Task objective: In how many lines of the rows below does the string "face" appear, matching case exactly? Reply with the number alone.

========================================

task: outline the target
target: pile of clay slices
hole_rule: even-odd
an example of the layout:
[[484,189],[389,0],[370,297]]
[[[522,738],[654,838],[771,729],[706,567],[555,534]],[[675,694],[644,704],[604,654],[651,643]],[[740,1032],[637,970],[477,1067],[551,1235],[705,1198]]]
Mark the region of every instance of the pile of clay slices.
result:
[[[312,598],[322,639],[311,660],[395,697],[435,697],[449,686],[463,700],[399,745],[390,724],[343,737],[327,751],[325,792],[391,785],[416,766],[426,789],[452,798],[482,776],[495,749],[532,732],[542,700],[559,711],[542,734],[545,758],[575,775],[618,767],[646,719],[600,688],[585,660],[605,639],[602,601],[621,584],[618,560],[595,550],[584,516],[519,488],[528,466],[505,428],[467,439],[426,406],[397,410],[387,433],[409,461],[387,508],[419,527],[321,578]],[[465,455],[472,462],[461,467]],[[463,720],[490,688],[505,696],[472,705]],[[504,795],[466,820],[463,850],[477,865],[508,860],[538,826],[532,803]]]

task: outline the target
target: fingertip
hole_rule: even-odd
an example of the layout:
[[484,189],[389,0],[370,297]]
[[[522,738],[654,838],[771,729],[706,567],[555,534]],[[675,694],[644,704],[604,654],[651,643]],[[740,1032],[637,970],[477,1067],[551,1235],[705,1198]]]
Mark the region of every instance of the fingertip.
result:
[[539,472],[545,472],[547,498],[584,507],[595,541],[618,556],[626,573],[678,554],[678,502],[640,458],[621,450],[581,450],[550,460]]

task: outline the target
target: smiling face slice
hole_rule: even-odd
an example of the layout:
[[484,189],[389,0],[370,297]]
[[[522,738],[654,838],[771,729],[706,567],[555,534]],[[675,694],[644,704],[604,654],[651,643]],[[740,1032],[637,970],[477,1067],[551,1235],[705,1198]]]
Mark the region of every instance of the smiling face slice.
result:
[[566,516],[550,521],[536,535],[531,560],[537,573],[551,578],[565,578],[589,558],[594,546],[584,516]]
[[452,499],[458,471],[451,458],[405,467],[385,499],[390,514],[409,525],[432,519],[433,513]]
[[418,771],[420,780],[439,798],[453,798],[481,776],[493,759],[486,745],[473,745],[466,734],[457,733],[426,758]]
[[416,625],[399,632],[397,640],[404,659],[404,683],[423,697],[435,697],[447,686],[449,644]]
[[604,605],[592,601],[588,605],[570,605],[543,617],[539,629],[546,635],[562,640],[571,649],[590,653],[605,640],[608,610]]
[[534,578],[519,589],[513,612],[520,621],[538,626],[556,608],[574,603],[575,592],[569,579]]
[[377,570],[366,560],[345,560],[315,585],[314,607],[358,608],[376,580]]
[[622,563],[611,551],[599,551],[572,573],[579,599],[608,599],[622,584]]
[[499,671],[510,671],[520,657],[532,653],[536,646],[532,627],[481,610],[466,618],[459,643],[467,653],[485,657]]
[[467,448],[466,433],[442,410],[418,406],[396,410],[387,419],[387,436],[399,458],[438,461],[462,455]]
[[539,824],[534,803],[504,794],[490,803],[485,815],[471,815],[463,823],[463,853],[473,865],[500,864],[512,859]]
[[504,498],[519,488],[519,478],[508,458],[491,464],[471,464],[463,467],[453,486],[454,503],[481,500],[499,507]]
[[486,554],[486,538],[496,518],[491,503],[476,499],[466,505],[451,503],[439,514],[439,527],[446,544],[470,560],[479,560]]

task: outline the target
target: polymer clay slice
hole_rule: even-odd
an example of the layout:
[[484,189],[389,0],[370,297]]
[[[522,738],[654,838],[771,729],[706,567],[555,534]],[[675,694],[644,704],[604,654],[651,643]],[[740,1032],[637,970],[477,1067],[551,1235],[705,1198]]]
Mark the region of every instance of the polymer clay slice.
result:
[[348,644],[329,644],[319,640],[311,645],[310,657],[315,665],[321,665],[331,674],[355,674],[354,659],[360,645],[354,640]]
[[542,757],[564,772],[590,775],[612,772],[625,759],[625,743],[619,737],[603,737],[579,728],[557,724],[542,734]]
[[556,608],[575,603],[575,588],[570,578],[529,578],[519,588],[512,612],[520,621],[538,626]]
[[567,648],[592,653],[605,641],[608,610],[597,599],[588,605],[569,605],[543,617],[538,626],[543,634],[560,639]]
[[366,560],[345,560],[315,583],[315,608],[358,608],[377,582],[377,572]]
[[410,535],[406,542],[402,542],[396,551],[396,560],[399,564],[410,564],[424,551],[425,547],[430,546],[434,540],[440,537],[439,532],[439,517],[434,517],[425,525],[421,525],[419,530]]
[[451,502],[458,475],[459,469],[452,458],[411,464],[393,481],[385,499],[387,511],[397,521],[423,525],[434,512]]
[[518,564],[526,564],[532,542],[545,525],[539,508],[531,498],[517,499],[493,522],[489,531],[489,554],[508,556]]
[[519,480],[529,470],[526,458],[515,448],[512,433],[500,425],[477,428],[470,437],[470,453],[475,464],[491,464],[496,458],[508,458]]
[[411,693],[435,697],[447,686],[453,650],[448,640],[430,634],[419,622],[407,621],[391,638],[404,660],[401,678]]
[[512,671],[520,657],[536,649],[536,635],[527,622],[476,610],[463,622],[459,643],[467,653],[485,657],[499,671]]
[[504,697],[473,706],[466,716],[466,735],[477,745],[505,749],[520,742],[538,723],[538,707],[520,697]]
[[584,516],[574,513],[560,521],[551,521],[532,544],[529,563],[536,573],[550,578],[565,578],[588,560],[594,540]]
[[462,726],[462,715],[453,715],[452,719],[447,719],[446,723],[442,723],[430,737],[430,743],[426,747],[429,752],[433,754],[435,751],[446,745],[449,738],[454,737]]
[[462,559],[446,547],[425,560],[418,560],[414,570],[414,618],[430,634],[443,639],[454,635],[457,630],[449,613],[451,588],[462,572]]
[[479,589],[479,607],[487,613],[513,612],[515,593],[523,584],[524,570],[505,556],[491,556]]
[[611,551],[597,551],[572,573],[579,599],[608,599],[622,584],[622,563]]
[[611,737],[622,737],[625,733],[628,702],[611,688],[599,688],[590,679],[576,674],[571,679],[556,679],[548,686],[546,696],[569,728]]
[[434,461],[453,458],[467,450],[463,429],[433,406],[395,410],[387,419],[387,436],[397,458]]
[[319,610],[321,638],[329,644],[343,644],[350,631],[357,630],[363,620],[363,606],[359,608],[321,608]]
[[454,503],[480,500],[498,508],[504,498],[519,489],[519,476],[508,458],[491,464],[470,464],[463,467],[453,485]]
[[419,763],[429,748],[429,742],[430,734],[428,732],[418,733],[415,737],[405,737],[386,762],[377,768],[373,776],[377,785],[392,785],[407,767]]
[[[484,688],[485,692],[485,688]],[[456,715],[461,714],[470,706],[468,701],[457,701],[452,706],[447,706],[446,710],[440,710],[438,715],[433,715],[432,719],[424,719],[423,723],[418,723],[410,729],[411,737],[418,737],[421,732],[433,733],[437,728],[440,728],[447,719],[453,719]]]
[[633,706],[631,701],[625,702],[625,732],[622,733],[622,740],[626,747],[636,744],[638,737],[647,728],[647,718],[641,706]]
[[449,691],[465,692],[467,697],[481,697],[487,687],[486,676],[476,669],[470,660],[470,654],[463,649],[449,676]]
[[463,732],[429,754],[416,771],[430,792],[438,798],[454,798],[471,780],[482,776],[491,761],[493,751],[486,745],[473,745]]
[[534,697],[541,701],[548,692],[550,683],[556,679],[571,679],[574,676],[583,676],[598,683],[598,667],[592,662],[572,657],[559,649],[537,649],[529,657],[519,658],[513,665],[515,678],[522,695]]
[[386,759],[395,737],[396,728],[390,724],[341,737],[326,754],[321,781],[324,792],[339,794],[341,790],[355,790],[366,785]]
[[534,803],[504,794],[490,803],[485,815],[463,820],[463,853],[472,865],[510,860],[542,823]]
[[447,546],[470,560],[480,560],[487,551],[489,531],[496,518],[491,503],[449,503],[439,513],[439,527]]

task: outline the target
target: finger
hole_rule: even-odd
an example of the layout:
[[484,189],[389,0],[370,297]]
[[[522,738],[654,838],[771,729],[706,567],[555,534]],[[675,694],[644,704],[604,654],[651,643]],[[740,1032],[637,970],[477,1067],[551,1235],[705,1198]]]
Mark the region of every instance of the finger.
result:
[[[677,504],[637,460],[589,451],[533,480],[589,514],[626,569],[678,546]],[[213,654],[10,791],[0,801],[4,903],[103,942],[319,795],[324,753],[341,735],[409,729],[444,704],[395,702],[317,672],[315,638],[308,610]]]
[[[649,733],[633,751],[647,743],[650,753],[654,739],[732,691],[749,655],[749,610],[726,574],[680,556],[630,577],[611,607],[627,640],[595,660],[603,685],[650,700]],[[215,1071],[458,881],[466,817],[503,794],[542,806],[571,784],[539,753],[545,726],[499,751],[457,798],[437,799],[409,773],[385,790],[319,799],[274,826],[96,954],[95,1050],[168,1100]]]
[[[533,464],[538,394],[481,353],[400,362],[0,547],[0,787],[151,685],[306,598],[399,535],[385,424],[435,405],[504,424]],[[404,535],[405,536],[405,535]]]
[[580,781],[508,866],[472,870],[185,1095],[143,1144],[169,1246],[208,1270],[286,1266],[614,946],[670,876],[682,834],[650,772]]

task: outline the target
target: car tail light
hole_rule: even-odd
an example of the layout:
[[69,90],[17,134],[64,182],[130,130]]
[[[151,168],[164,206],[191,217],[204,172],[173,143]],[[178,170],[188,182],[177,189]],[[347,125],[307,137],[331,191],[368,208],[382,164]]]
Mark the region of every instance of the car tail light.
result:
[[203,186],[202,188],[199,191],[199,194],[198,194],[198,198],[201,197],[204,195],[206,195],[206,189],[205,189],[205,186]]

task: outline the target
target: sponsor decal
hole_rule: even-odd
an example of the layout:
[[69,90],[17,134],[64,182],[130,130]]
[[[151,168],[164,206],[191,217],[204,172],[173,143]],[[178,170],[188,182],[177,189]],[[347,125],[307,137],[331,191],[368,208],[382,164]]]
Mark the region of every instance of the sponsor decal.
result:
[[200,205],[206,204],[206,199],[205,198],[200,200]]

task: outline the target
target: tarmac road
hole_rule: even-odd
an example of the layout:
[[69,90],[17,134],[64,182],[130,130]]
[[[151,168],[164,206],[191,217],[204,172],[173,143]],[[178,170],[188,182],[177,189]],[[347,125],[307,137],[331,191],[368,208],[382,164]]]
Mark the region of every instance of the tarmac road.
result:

========================================

Complete response: 2